==== Input data ====

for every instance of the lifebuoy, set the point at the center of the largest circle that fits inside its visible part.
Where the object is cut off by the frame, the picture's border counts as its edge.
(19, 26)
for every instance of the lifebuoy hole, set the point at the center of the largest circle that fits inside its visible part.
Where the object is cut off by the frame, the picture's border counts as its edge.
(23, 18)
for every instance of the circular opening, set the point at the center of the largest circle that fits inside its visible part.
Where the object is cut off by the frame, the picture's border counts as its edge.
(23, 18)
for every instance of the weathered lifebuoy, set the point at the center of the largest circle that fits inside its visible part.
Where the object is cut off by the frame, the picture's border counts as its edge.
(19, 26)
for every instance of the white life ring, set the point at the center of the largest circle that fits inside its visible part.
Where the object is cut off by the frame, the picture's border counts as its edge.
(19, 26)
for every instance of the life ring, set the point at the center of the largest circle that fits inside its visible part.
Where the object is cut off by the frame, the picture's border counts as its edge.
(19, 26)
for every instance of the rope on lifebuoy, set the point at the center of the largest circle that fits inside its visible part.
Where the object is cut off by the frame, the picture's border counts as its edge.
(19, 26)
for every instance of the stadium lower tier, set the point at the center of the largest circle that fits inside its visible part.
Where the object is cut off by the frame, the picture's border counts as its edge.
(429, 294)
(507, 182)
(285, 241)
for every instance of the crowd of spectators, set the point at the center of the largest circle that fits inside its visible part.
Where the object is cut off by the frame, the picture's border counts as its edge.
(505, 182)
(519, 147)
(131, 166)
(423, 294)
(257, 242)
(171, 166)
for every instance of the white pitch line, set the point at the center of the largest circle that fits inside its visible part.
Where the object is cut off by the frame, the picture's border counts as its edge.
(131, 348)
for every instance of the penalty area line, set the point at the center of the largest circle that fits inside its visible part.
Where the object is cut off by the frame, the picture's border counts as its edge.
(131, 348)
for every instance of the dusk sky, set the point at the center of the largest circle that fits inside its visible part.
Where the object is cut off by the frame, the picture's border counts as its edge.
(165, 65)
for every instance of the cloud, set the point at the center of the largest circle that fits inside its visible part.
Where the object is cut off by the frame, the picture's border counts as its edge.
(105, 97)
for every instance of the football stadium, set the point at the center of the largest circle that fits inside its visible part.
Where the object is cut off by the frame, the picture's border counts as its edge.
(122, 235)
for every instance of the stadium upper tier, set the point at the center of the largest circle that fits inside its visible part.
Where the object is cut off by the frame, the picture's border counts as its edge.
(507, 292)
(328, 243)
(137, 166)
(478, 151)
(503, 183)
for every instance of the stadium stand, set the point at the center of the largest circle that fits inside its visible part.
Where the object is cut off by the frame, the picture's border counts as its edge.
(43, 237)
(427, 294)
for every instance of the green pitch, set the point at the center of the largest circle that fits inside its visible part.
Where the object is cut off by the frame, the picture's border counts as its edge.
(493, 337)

====

**Exercise instructions**
Lines that contain "pitch" are to be copied from the records above.

**Task solution**
for every instance of the white pitch line, set the point at the center of the largest circle that fits inside its visible part.
for every instance of the green pitch, set the point at the center of the largest circle that fits inside its visible part.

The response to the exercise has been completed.